Each record below should be set down exactly.

Stored items from a collection:

____

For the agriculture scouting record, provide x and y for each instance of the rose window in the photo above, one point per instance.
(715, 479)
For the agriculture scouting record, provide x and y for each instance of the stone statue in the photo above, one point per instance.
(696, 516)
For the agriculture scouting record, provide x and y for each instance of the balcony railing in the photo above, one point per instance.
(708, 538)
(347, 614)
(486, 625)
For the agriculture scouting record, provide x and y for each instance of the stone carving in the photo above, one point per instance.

____

● Worked solution:
For the agriculture scouting record, provide x and y for each instance of the rose window in the photo above, one point per instance.
(715, 479)
For the agriculture scouting record, provide x and y for each instance of the stone statue in the photo above, one point per instance.
(696, 516)
For the agriculture scouting record, provide x and y for each instance of the balcony railing in the photo above, one point per instance.
(708, 538)
(347, 614)
(486, 625)
For the agriculture scouting record, provide x and y for each instance of the stone carving in the photo above, one point per instance.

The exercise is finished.